■ **目标**
将下列各行中的"stone plaque"替换为"bronze plaque"，其余内容保持不变，然后输出这些行。范围从各行开头起，到包含"x=420 y=106"的那一行止，两端均包含在内。

■ **点标注数据集中的行**
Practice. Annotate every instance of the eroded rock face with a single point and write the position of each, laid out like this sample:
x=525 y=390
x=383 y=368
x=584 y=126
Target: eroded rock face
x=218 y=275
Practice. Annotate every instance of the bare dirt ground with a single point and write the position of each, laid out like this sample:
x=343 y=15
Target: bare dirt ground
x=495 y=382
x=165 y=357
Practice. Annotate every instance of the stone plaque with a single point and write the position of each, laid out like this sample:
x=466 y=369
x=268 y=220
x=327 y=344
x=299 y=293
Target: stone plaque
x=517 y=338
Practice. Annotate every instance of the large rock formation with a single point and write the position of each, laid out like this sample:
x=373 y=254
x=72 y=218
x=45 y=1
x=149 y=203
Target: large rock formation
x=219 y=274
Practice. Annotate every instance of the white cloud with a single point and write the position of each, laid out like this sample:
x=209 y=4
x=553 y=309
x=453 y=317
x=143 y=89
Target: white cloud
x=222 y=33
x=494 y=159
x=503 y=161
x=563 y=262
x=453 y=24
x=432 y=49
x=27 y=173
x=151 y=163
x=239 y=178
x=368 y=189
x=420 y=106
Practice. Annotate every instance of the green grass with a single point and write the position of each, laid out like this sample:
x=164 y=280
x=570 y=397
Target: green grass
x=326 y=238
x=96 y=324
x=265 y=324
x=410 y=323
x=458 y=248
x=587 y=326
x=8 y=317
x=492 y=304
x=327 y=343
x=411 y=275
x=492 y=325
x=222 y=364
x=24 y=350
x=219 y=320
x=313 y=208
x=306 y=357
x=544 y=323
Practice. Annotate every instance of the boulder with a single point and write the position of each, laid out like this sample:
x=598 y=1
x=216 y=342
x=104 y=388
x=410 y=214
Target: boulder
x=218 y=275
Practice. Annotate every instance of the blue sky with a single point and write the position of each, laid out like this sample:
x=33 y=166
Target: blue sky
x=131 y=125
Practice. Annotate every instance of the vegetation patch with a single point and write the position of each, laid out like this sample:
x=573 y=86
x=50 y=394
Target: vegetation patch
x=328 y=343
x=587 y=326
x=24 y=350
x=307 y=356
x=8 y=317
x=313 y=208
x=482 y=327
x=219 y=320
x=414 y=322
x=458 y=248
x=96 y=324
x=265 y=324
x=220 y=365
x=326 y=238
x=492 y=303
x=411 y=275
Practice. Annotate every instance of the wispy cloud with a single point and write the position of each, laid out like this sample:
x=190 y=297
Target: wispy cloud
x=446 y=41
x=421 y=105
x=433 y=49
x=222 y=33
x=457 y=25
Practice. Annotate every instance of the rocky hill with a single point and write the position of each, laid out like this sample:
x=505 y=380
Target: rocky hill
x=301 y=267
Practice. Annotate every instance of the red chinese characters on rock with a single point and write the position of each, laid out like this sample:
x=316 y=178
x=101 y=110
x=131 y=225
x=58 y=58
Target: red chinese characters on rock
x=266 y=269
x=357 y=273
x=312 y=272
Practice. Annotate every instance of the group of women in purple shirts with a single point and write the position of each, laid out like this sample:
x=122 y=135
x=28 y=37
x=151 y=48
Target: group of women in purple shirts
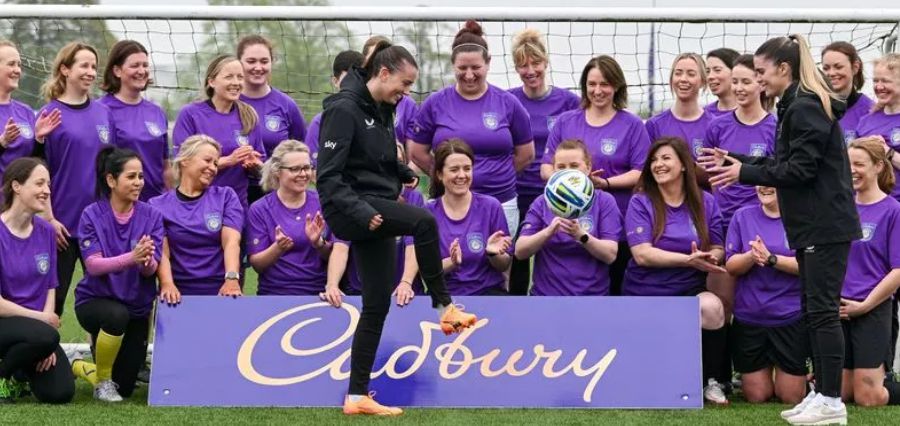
x=236 y=183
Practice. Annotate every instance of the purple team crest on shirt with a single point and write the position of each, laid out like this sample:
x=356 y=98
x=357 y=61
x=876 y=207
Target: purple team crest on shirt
x=42 y=261
x=25 y=130
x=103 y=133
x=213 y=221
x=697 y=144
x=240 y=139
x=475 y=242
x=868 y=230
x=490 y=120
x=757 y=149
x=153 y=128
x=608 y=145
x=273 y=123
x=586 y=223
x=551 y=121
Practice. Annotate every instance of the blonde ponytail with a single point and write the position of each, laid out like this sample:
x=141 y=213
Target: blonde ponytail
x=810 y=77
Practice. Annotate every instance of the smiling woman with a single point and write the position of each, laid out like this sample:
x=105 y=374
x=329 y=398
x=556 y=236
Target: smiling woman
x=140 y=124
x=360 y=177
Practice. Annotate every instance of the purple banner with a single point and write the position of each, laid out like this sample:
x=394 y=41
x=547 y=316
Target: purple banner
x=603 y=352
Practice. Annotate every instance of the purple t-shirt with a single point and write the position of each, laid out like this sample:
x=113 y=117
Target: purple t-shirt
x=713 y=108
x=194 y=231
x=850 y=120
x=692 y=132
x=354 y=282
x=485 y=216
x=102 y=233
x=493 y=125
x=616 y=147
x=279 y=117
x=763 y=296
x=757 y=140
x=678 y=233
x=300 y=271
x=312 y=138
x=202 y=118
x=877 y=253
x=563 y=266
x=27 y=276
x=543 y=113
x=404 y=117
x=71 y=151
x=888 y=127
x=22 y=146
x=143 y=128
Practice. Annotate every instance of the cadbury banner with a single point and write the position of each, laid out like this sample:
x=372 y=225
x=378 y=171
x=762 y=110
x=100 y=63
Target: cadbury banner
x=612 y=352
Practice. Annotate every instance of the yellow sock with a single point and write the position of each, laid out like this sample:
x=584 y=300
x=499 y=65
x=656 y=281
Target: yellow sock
x=85 y=370
x=107 y=350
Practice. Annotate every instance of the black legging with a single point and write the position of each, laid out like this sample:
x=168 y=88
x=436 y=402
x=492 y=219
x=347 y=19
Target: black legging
x=23 y=343
x=520 y=270
x=822 y=270
x=112 y=317
x=65 y=268
x=375 y=254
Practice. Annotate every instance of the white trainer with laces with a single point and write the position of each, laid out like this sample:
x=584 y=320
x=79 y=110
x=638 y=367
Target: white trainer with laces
x=818 y=413
x=797 y=409
x=107 y=391
x=715 y=392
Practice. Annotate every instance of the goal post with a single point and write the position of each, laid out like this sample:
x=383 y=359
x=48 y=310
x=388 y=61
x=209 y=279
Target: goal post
x=182 y=39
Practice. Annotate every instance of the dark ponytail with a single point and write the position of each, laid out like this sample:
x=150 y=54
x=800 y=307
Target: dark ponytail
x=111 y=161
x=387 y=55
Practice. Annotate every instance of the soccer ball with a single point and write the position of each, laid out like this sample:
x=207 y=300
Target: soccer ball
x=569 y=193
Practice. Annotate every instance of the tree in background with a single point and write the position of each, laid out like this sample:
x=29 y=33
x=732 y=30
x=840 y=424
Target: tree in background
x=39 y=40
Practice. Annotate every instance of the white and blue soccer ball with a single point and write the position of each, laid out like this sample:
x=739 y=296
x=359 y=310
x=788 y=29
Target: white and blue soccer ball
x=569 y=193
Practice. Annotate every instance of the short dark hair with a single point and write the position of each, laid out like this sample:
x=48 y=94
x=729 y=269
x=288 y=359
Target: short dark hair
x=345 y=61
x=117 y=56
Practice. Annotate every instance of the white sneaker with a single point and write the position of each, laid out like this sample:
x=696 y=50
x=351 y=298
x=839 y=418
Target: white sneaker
x=786 y=414
x=819 y=413
x=107 y=391
x=714 y=392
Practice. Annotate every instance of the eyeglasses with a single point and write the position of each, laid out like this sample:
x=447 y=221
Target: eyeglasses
x=298 y=169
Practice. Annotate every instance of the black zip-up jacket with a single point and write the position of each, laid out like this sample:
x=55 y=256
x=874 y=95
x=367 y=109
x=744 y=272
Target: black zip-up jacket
x=811 y=171
x=357 y=153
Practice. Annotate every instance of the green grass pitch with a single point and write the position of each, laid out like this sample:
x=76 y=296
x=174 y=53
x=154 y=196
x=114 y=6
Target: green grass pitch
x=85 y=411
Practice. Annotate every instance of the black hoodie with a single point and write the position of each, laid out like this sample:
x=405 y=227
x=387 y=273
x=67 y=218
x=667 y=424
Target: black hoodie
x=811 y=171
x=357 y=153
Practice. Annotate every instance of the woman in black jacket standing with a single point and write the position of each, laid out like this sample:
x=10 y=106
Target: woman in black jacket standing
x=359 y=182
x=812 y=173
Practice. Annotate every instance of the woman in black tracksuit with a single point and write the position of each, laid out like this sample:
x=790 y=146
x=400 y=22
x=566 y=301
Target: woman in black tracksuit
x=812 y=173
x=359 y=181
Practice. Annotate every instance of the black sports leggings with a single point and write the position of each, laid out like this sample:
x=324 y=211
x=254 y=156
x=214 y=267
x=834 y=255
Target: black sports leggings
x=23 y=343
x=65 y=268
x=375 y=254
x=822 y=270
x=112 y=317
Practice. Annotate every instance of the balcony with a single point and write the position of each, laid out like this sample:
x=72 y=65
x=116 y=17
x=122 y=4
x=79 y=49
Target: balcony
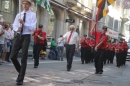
x=75 y=5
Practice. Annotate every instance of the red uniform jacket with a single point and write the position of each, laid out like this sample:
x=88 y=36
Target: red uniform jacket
x=118 y=48
x=40 y=33
x=82 y=42
x=126 y=47
x=98 y=39
x=88 y=41
x=92 y=43
x=107 y=46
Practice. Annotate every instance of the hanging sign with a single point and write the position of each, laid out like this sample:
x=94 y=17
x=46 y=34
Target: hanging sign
x=126 y=4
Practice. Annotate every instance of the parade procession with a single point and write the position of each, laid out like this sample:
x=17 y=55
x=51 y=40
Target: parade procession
x=64 y=42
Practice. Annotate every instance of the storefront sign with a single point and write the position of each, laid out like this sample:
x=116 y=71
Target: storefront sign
x=112 y=33
x=126 y=4
x=70 y=20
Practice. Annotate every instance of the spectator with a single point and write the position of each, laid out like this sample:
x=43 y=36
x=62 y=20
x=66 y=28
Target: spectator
x=6 y=48
x=10 y=36
x=72 y=42
x=39 y=36
x=53 y=46
x=60 y=48
x=2 y=35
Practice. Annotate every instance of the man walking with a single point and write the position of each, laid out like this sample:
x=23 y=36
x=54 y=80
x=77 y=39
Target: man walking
x=72 y=42
x=2 y=36
x=39 y=37
x=60 y=48
x=101 y=39
x=28 y=21
x=83 y=48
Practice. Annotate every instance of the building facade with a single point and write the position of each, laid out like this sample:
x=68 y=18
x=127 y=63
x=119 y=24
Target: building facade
x=64 y=13
x=115 y=21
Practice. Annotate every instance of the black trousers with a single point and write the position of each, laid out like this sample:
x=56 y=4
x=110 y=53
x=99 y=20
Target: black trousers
x=118 y=59
x=69 y=55
x=112 y=56
x=20 y=42
x=124 y=57
x=37 y=49
x=83 y=54
x=88 y=56
x=99 y=57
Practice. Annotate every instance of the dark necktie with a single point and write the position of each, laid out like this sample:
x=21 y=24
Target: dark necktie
x=69 y=38
x=24 y=17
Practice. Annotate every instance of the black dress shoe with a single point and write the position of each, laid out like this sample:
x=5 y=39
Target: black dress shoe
x=35 y=66
x=20 y=82
x=68 y=69
x=96 y=72
x=100 y=73
x=8 y=60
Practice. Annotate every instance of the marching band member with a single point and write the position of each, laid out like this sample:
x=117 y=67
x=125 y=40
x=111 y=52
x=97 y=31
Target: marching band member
x=101 y=39
x=83 y=48
x=92 y=45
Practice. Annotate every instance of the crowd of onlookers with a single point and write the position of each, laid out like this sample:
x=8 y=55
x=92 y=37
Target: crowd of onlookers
x=6 y=40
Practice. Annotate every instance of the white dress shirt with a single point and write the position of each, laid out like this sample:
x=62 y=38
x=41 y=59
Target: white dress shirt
x=74 y=38
x=62 y=42
x=2 y=37
x=30 y=22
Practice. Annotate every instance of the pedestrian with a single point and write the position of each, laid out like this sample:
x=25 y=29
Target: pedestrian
x=72 y=43
x=126 y=47
x=60 y=48
x=92 y=45
x=38 y=43
x=101 y=39
x=11 y=32
x=54 y=47
x=119 y=51
x=28 y=20
x=83 y=48
x=44 y=49
x=2 y=35
x=7 y=44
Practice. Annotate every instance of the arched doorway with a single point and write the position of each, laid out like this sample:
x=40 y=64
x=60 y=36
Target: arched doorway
x=52 y=23
x=68 y=23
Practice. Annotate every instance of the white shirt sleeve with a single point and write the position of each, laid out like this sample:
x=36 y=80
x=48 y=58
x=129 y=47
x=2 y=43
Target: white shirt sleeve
x=65 y=36
x=31 y=26
x=16 y=23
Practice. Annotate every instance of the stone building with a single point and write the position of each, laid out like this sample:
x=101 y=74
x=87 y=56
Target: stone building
x=64 y=13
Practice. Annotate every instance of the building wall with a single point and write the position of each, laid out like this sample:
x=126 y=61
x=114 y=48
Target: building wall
x=57 y=23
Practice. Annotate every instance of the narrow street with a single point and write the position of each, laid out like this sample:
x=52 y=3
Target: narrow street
x=53 y=73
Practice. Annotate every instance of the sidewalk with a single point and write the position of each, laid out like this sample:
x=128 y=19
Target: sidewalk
x=53 y=73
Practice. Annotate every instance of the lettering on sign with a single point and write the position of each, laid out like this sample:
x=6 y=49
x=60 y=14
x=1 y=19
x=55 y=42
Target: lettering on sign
x=70 y=20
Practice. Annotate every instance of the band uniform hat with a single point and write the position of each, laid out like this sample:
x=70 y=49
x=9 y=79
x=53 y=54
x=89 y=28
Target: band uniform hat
x=104 y=27
x=1 y=19
x=1 y=15
x=40 y=26
x=29 y=1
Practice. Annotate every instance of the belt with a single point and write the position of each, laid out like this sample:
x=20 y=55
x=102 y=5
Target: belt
x=70 y=44
x=23 y=34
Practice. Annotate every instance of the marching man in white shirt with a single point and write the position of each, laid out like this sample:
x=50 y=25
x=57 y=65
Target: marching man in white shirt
x=28 y=20
x=72 y=42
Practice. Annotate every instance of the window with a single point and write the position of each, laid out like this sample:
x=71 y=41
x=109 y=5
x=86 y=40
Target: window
x=6 y=5
x=110 y=22
x=116 y=25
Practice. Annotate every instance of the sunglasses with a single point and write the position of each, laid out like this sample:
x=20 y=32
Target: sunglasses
x=71 y=29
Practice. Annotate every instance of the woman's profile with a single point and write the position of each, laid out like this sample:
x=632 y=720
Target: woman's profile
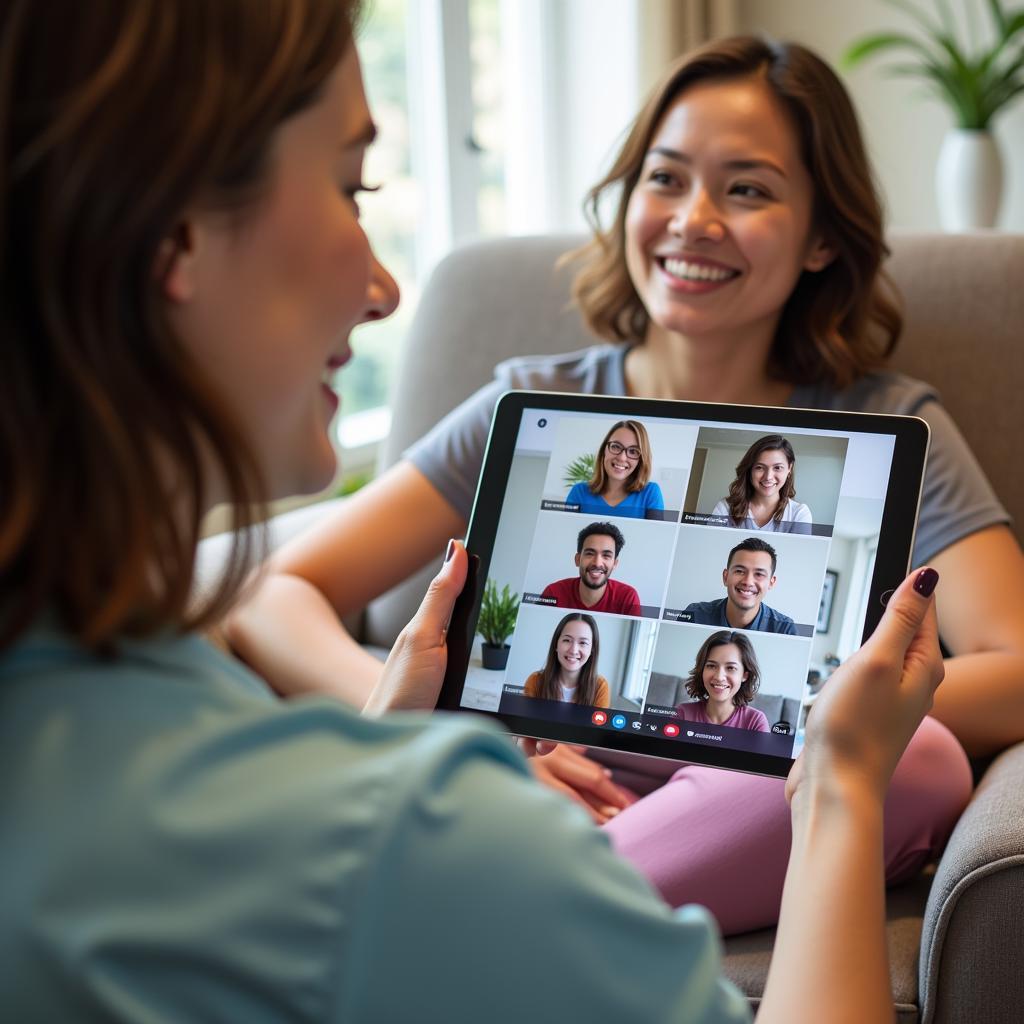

■ **结果**
Practice. Annotate every instance of the eroded rock face with a single point and write the position of each, laid out like this sample:
x=525 y=390
x=383 y=368
x=584 y=126
Target: eroded rock face
x=218 y=275
Practice. Annotate every instance of the bare dirt ground with a single point and write the position of each, laid out like this sample:
x=343 y=15
Target: bare dirt ground
x=495 y=382
x=165 y=357
Practice. Annotate every instance of the bronze plaque with a single point and write the position of each, laid out like this sample:
x=466 y=369
x=268 y=220
x=327 y=344
x=299 y=293
Target: bronze plaque
x=517 y=338
Practice. Annotate every instance of the large rock formation with a single point and write the position of each, laid out like this sample:
x=373 y=254
x=72 y=218
x=45 y=1
x=149 y=203
Target: large rock formation
x=219 y=274
Practice. Annotate every instance of the white cloud with a single point and write the position of each, laid out like this sample:
x=209 y=4
x=553 y=309
x=453 y=317
x=143 y=89
Target: white cloud
x=222 y=33
x=494 y=159
x=503 y=161
x=563 y=262
x=453 y=24
x=432 y=49
x=27 y=173
x=151 y=163
x=239 y=178
x=368 y=189
x=420 y=106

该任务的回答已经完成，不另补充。